It’s about 8:20 on a Tuesday morning as I inch my car forward in the drop-off line at my daughter’s school. It’s a long line this morning, and I watch the children emerge from the cars, one by one, with a growing sense of dread. They look like typical fifth graders – fresh faces, tidy school uniforms, clean and scrubbed, hair neatly combed.
I feel sick.
In the back seat, Amelia sits with Seussian sprouts springing from her head in screaming shades of neon green, hot pink and purple. Glittery blue highlights complete the whimsical look. It is Hilarious Hair Day at Lady’s Island Intermediate – or so we’ve been told – and we got up half an hour early to create this daring do. I left the house with a confident, exuberant girl by my side. Now, ten minutes later, I feel her anxiety burning a hole in the back of my head.
The children keep getting out of the cars and my heart is starting to race. I see no Hilarious Hair. I don’t even see any witty hair.
“Oh my gosh, Mom!” Panic from the backseat. “Nobody’s doing it! I don’t think I can get out of the car. Can we please go around the circle one more time? Please? Mommy, please… don’t make me get out of this car!”
What’s a mother to do in this situation? Seriously, I ask you, because I had no idea. My rational mind said, “Make her get out of the car. It’ll be good for her. Build character! She loved her Hilarious Hair ten minutes ago; and she committed to doing this. She even insisted on going all out… made us buy all that spray paint and glitter and those funky clips. Make her get out of the car!”
But my inner awkward preteen – who still holds quite a bit of sway in my psyche – just wanted to flee the scene, with my beloved baby in tow.
Thankfully, I was spared this excruciating decision. Just as we reached the drop-off point, a kid emerged from the car in front of us… sporting the most Hilarious Hair you’ve ever seen.
For the second time in ten minutes, my daughter’s entire countenance changed. I saw her in the rearview mirror, and the light had returned to her eyes. “Bye, Mom!” She practically jumped from the car, her smile as bright as her garish Seussian sprouts. She joined the other girl with Hilarious Hair, and together they strode boldly through the doors, ready to take on the world. Or at least the fifth grade.

=-=-=

**Prompt:**
Copy out the account of Hilarious Hair Day above in full, word for word, from its first sentence to its last.

=-=-=

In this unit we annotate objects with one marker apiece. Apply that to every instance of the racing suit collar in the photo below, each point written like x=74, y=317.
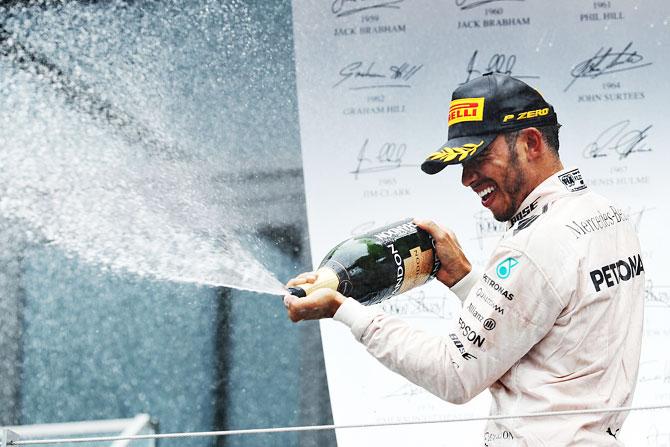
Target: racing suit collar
x=567, y=181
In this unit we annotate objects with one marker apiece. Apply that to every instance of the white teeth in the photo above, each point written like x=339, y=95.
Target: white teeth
x=486, y=191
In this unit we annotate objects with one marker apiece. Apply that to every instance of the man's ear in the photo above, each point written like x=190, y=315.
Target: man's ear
x=533, y=142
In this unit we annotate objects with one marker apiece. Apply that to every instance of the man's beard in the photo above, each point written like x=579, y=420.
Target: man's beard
x=511, y=185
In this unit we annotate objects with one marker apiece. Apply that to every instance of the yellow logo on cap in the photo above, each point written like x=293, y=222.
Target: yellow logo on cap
x=466, y=109
x=447, y=154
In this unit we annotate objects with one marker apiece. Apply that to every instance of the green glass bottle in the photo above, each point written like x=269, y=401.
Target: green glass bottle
x=377, y=265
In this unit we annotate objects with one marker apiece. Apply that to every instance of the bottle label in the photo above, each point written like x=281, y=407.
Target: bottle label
x=395, y=233
x=413, y=270
x=344, y=286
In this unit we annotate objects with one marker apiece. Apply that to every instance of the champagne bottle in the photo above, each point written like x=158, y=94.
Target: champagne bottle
x=377, y=265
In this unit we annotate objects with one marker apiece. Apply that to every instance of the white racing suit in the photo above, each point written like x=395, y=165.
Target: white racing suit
x=553, y=323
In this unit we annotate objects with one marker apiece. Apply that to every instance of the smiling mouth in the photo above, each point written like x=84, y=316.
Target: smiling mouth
x=485, y=193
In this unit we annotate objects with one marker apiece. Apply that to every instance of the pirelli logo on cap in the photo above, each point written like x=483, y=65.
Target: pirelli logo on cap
x=466, y=109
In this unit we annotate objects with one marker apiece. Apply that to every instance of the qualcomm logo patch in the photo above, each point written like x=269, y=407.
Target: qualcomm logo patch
x=505, y=267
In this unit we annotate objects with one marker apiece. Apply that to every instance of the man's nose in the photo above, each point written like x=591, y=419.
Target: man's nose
x=469, y=175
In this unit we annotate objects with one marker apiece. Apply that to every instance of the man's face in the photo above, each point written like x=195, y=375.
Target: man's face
x=497, y=176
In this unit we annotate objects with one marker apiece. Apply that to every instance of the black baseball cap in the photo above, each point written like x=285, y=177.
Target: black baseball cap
x=483, y=108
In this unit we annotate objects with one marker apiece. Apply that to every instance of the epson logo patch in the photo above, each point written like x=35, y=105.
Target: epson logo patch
x=622, y=270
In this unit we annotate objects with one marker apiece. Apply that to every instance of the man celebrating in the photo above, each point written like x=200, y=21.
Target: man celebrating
x=554, y=322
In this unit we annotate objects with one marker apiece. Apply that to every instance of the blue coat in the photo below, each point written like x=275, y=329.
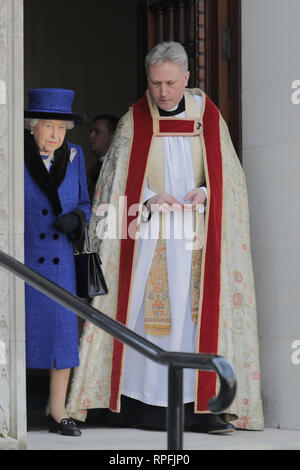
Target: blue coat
x=51, y=329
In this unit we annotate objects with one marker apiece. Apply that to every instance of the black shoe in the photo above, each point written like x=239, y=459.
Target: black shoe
x=66, y=427
x=212, y=424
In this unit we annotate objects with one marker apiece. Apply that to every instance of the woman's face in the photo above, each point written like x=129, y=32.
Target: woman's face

=-=-=

**Solution to the problem:**
It’s about 8:20 on a Tuesday morning as I inch my car forward in the drop-off line at my daughter’s school. It’s a long line this morning, and I watch the children emerge from the cars, one by one, with a growing sense of dread. They look like typical fifth graders – fresh faces, tidy school uniforms, clean and scrubbed, hair neatly combed.
I feel sick.
In the back seat, Amelia sits with Seussian sprouts springing from her head in screaming shades of neon green, hot pink and purple. Glittery blue highlights complete the whimsical look. It is Hilarious Hair Day at Lady’s Island Intermediate – or so we’ve been told – and we got up half an hour early to create this daring do. I left the house with a confident, exuberant girl by my side. Now, ten minutes later, I feel her anxiety burning a hole in the back of my head.
The children keep getting out of the cars and my heart is starting to race. I see no Hilarious Hair. I don’t even see any witty hair.
“Oh my gosh, Mom!” Panic from the backseat. “Nobody’s doing it! I don’t think I can get out of the car. Can we please go around the circle one more time? Please? Mommy, please… don’t make me get out of this car!”
What’s a mother to do in this situation? Seriously, I ask you, because I had no idea. My rational mind said, “Make her get out of the car. It’ll be good for her. Build character! She loved her Hilarious Hair ten minutes ago; and she committed to doing this. She even insisted on going all out… made us buy all that spray paint and glitter and those funky clips. Make her get out of the car!”
But my inner awkward preteen – who still holds quite a bit of sway in my psyche – just wanted to flee the scene, with my beloved baby in tow.
Thankfully, I was spared this excruciating decision. Just as we reached the drop-off point, a kid emerged from the car in front of us… sporting the most Hilarious Hair you’ve ever seen.
For the second time in ten minutes, my daughter’s entire countenance changed. I saw her in the rearview mirror, and the light had returned to her eyes. “Bye, Mom!” She practically jumped from the car, her smile as bright as her garish Seussian sprouts. She joined the other girl with Hilarious Hair, and together they strode boldly through the doors, ready to take on the world. Or at least the fifth grade.